What you have to do
Your task is to repeat the records exactly from the line containing "A single point falls on each instance of the row" onward, through the final line.

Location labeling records
· · · · ·

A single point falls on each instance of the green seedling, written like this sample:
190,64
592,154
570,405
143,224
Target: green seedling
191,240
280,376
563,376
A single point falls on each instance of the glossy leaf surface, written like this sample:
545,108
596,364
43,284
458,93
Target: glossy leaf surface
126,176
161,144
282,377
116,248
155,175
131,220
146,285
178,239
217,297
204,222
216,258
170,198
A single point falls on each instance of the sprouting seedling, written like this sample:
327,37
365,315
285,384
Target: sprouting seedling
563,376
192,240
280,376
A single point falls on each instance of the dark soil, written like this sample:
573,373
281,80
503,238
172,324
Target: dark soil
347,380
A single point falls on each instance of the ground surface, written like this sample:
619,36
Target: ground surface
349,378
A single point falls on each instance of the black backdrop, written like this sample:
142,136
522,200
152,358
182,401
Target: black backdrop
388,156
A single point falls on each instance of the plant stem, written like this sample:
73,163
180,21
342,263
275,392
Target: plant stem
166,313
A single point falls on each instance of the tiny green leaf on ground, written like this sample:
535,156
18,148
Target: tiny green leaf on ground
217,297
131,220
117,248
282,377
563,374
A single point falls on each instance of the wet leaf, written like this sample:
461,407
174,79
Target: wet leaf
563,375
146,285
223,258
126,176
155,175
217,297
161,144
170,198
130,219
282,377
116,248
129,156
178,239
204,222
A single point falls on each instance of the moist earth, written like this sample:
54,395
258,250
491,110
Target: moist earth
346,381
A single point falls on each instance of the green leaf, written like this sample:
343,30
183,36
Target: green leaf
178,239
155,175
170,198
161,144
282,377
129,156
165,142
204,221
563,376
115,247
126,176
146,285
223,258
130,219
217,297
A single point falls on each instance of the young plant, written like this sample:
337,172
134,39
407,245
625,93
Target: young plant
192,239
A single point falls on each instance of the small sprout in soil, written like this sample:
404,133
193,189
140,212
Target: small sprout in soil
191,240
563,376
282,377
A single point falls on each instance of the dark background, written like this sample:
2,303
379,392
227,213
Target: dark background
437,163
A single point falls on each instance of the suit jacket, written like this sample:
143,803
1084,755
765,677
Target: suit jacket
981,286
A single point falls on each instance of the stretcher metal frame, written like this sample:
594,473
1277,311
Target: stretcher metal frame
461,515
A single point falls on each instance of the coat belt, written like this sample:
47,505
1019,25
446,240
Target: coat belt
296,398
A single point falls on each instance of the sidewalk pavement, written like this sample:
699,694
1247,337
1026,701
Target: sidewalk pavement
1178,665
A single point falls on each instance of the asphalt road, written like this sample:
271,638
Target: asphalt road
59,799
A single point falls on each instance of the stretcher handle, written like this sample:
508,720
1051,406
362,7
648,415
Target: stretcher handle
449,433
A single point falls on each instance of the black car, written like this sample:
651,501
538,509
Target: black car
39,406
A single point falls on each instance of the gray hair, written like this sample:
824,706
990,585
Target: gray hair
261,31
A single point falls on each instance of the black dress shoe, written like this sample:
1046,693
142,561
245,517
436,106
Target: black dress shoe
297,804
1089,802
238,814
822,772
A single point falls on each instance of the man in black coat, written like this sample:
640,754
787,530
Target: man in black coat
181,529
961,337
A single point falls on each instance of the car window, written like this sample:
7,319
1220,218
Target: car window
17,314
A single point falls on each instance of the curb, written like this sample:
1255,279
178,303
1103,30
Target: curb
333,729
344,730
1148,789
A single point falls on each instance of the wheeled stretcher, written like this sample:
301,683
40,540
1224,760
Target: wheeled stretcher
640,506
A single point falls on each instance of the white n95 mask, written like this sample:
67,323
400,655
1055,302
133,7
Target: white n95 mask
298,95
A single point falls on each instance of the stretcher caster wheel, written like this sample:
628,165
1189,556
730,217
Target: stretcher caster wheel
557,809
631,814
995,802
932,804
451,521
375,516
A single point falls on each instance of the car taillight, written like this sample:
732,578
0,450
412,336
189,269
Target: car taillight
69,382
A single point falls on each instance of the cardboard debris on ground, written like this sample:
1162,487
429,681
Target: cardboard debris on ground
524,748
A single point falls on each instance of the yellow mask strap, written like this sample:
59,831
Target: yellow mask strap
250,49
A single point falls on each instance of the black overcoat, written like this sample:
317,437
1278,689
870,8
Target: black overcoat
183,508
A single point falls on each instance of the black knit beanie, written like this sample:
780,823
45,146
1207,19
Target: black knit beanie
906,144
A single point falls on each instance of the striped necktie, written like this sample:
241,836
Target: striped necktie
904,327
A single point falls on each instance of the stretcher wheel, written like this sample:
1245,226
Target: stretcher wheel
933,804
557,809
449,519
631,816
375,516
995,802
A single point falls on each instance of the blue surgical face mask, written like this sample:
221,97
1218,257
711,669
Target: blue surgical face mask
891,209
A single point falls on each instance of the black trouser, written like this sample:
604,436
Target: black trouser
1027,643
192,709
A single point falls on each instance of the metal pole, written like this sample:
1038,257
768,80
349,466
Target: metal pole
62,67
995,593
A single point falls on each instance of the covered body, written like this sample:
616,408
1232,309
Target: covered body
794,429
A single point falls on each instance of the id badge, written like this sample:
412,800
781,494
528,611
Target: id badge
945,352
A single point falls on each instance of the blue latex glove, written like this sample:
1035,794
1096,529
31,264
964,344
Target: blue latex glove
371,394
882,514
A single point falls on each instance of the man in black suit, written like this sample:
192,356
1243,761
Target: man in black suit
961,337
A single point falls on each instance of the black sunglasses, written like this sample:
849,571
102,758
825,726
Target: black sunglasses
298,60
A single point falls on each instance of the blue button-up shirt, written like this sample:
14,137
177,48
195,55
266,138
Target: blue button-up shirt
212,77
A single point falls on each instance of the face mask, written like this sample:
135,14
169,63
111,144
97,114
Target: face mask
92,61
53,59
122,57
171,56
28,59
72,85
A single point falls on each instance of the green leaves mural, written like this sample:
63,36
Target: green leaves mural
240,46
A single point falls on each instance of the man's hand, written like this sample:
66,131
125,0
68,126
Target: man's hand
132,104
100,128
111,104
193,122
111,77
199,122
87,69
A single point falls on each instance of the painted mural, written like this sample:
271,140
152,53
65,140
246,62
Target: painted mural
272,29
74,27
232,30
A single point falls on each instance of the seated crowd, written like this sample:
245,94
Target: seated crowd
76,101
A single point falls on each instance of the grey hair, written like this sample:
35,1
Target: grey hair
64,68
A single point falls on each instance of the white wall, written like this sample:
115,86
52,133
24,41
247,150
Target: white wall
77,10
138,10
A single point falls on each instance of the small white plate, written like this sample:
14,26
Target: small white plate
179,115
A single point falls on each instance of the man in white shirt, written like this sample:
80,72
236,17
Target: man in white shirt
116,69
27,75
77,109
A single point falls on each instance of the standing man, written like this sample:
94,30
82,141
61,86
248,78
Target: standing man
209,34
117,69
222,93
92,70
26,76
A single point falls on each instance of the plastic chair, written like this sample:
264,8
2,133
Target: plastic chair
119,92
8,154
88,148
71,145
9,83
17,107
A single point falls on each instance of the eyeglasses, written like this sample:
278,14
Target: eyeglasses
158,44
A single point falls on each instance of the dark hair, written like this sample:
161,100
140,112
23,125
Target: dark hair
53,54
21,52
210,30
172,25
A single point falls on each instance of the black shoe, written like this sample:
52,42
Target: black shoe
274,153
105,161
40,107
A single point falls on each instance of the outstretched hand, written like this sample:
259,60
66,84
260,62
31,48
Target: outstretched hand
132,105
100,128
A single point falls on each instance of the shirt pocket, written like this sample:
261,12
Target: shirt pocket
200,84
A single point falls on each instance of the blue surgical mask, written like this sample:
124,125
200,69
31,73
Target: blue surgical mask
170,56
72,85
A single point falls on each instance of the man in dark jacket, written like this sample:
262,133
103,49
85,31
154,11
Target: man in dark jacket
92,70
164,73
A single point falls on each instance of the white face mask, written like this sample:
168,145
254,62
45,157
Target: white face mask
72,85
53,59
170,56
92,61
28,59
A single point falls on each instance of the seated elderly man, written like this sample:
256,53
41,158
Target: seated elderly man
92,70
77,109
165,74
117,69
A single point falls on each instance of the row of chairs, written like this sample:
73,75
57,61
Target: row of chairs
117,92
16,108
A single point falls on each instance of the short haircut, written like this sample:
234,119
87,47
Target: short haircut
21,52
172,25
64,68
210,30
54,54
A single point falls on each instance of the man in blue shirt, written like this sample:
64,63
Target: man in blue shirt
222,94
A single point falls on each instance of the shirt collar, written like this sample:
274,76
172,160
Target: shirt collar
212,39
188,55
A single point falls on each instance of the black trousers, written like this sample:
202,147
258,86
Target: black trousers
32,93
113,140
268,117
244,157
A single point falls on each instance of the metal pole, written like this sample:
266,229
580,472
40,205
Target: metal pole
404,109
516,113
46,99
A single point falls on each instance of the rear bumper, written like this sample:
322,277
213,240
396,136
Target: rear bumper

· · · · ·

Result of the task
A single point falls on each instance of the row of chairs, written like this sample:
73,75
57,61
Target: row of chairs
117,92
16,108
A single point falls on each instance of the short haircut, written like this sample:
234,119
87,47
Target: short haircut
21,52
172,25
64,68
210,30
54,54
A single point falls on each instance of the man in blue shirt, written like this sample:
64,63
Target: man in blue shirt
222,94
A single point falls on each instance of the shirt collar, written like this sample:
274,76
172,160
Target: shirt collar
212,39
188,55
A single point falls on each instance of the black trousers, written like this sample:
202,147
258,86
Target: black trousers
32,93
113,140
268,117
244,157
A single point falls on each instance of the metal pole, written like this sample:
266,229
580,472
40,205
Target: metal pole
404,109
516,113
46,99
A single point falls on each instance of the rear bumper, written like this sample:
322,277
213,240
396,136
Target: rear bumper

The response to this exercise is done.